Отрывок текста
──────
Вот опять. Написал два рассказа и бросил. Другой автор написал семь, но тоже бросил. Я примерно подобное решение и предполагал, поскольку они затихли, замолчали, перестали работать. Крыша едет не у одних из них. За всю мою жизнь я навидался таких «писателей», которые даже не понимают, куда они хотят попасть - в Храм Литературы, в котором царствуют Данте, Достоевский, Кафка, Мандельштам, Гёте, Андрей Платонов… etc. В общем-т, они талантливые люди, но не определившийся, от рассказов - к гитаре, на сцену, в бизнес, потом ещё куда-нибудь. Да, я понимаю, будьте вы кем угодно, но всё это работа по штатному расписанию, а писатель и есть в полном смысле слова Личность, которая становится Книгой на полке Вечности, где персонажами являются и Яхве, и Моше, и Христос (Херостеос)... Жаль, что у начинающих кишка оказалась тонка, чтобы стать писателями. Вспомним Жюля Ренара: «Литературу делают волы», от себя добавлю - от рождения до гробового входа.
Вроде бы всё есть у человека, кроме стабильности, потому что ему представляется жизнь счастливой прямой дорогой без конца  и без края, когда все люди ему рады при встрече, когда впечатления меняются, восхищая и предлагая всё новые и новые, особенно в столице, когда нужно побывать и там и здесь, сфотографировать увиденное на телефон, и то, что делалось вчера, сегодня уже не повторяется, и так далее, а писатель делает каждый день одно и то же, исполняет свои 500-600 знаков, и к концу жизни тела встаёт на полку вечности своим собранием сочинений, такие вот дела, товарищи Гёте, Достоевский, Данте, Гоголь и примкнувший к ним Шопенгауэр…
Иногда и в строю полезно постоять для поднятия настроения, после чего можно приобрести стройную осанку, чтобы выйти из строя и пойти, напевая что-нибудь из третьей части третьей симфонии Брамса, куда глаза глядят, и отчего же не пойти, наслаждаясь этим выражением «куда глаза глядят», а со стороны на тебя посматривают твои же глаза, говорящие, какой стройный старик идёт, и как он высоко держит голову, и не догадываются, что стройность ему привил во время срочной службы в армии старшина, из этого делаем вывод о том, что не вполне полноценен писатель, который не служил в армии. Бурные и продолжительные аплодисменты, переходящие в овации. Молодые люди призывного возраста в это время прячутся под подол матери.
──────
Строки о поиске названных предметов
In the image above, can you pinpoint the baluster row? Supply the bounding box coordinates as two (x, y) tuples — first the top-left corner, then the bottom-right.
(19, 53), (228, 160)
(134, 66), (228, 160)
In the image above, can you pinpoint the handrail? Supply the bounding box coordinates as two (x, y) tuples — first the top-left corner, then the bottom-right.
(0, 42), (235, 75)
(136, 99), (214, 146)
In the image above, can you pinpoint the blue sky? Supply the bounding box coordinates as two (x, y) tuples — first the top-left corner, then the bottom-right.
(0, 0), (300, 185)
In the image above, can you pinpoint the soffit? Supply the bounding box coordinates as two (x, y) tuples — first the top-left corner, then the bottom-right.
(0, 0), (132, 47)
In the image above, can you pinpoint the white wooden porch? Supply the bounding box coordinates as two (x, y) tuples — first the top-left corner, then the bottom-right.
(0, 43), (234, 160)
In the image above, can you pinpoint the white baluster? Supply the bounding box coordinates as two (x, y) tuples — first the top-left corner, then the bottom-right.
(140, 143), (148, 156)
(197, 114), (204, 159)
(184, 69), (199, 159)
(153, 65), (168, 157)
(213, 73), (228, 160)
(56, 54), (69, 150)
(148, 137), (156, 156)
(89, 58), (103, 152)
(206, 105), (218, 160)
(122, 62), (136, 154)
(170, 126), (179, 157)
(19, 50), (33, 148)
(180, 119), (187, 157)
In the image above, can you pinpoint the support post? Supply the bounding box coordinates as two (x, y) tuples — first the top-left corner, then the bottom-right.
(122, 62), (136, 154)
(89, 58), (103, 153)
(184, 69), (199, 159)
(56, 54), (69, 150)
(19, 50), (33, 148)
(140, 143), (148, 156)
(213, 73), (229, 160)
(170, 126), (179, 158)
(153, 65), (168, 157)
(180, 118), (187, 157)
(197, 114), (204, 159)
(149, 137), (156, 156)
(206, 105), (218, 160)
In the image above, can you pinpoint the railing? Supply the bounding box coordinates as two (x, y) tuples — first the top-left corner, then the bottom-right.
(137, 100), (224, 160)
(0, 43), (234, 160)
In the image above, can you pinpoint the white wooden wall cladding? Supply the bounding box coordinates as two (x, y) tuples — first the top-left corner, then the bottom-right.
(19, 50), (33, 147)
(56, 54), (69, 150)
──────
Задания
A. Согласуются ли с отрывком о писательском труде следующие утверждения? На каждое ответьте «да» или «нет» и дословно приведите решающие слова отрывка.
(i) Другой автор написал семь рассказов, но тоже бросил.
(ii) По словам отрывка, писатель каждый день исполняет 500–600 знаков.
(iii) Стройность старику привил во время срочной службы сержант.
B. Переведите на английский язык предложение из отрывка о писательском труде: «Молодые люди призывного возраста в это время прячутся под подол матери».
C. Продолжите отрывок о писательском труде с того места, где он заканчивается.

Ответы по заданиям
A.
(i) Да: «Другой автор написал семь, но тоже бросил».
(ii) Да: «исполняет свои 500-600 знаков».
(iii) Нет: «стройность ему привил во время срочной службы в армии старшина».

B. Meanwhile, young men of conscription age are hiding under their mothers' skirts.

C.
Случайно углядев необычное, что окружало меня в этом месте, куда я попал впервые, побежала цепь ассоциаций, чтобы незнакомое превратить в знакомое, то похоже на это, а рядом стоявшее на виденное там-то, и так всегда мысль продвигается от незнакомого к известному, чтобы сошлись концы и начала, когда можно бы было проследить взаимопроникновение отношений, уводящих в прошлое ради понимания исключительно настоящего, чтобы эти моменты распознали и сохранили спокойную сущность вещей с шумом и красотой жизни.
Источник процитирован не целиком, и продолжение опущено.